But I also mostly use Spotify to listen to music I already know and sometimes get recommend stuff I like, but that’s not the primary function.
Maybe our music listening habits are just completely different? I don’t think there is anything wrong with Spotify or SoundCloud, I just think different people have different preferences.
SoundCloud (and MixCloud, not related) offers a lot of home-created content, but maybe more importantly, provide longer live and studio mix sessions by well known (and lesser known) DJs.
SoundCloud does an excellent job of finding "similar tracks" which autoplay after your current, and I often find myself in the same boat (or bookmarking a track because the related tracks are so good). Spotify comes from the other direction: You can play anything, as long as you know what it is, and the discovery (outside of "Discover Weekly") isn't as on-point or pushed onto you as strongly.
Beyonce doesn't release her songs on SoundCloud, but those who I listen to (or find myself listening to) on on SoundCloud aren't on Spotify.
Streaming music requires money to pay royalty fees. The more users listen, the more money Spotify owes to record labels, artists, writers, and others who make music possible and accessible.
It's an art (not a science) to deliver a service (for next to free), while making a profit after paying royalties.
Spotify raising a billy debt round doesn't surprise me.
"By raising debt rather than equity, it doesn’t have to worry about poor signaling from a down-round raised at a lower valuation than the $8.5 billion it set in June 2015."
If they raised it as equity, they would have to give away a percentage of the company - which gives a 'valuation' to it.
So, if they raised $1B for 10% equity, the valuation of the company's worth would be $10B.
To avoid this hassle entirely, they raised it as 'debt'. The reason being, if they had to give away more than 8.5% of the company for the $1B, the company's valuation would have gone 'down' which can give off a bad vibe/look.
Paid on-demand streaming is such a crappy business that it's outsold by vinyl records. Selling music downloads is a real business, but streaming, not so much.
Digital Locker is the way to go. Who, in their right mind, thought is was fine to pay for a "download". Valve understood that early and look where the gaming distribution industry is at: all the big players have the same digital locker solution, which is really just selling a license and offering the download part for free.
══════════
▸ **Directions**: Resume the discussion of Spotify and SoundCloud after its last sentence, keeping the same informal commenting voice. The records that follow were taken from a separate source.

[Stored records]
══════════
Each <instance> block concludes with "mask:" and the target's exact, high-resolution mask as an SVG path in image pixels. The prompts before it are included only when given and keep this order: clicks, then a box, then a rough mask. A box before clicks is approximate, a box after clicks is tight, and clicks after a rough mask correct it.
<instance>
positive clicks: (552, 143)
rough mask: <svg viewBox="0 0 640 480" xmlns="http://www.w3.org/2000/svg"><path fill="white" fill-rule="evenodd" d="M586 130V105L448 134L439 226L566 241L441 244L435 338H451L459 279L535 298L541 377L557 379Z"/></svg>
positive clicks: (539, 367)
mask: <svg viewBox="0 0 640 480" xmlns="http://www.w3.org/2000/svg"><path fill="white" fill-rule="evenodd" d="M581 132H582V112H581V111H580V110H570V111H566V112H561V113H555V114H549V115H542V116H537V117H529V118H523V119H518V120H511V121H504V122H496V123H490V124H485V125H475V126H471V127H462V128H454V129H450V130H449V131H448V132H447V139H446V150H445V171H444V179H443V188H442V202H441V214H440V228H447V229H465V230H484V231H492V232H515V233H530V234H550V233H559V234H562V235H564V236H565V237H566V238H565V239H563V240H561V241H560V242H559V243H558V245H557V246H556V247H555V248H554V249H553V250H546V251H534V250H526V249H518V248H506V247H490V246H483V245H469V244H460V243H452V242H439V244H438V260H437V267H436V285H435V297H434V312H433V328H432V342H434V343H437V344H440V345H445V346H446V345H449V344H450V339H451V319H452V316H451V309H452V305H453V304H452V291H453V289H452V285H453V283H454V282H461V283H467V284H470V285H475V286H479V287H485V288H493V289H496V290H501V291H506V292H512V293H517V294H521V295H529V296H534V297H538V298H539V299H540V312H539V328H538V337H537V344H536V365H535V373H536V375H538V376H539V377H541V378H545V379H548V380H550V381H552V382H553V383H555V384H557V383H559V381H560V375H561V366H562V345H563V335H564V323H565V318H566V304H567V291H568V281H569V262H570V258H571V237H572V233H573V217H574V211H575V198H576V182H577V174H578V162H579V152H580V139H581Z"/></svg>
══════════
▸ **Response**:
How do vesting and lockup periods mix tax-wise ? Say I have options at $8/share, the IPO is $10, but the stock is at $7 at the end of the lockup period.
I don't think Spotify can compete against Apple on this. Spotify's only revenue stream IS music, and they don't even make revenue from that. Apple and Google, on the other hand, have several cash cows that will keep them afloat if their Music services fail (which I doubt they will). Apple could afford to throw in super cheap monthly subscriptions (say, $4.99/month) to Apple Music with every iPhone/iPad/MacBook purchase and recoup the losses through additional product sales. Spotify doesn't have that option right now.
Sounds like that doesn't seem likely. They are just going to wait for IPO to happen so that the debt converts, effectively deferring valuation to the market.
There's a lot of bellyaching here about the dilution for the existing shareholders. But I don't see how that's any different from an equity raise -- you're still diluting.
Now, the risk with convertible debt is that there's no valuation FLOOR so the company is betting on itself to execute -- and if they miss expectations, that's a problem.
The different lockup period is a bit of a concern, but the reality is that no institutional investor can sell a 10% (or whatever) stake in a public company overnight. So they capture a little bit more upside but it's not that material in the scheme of things IMO.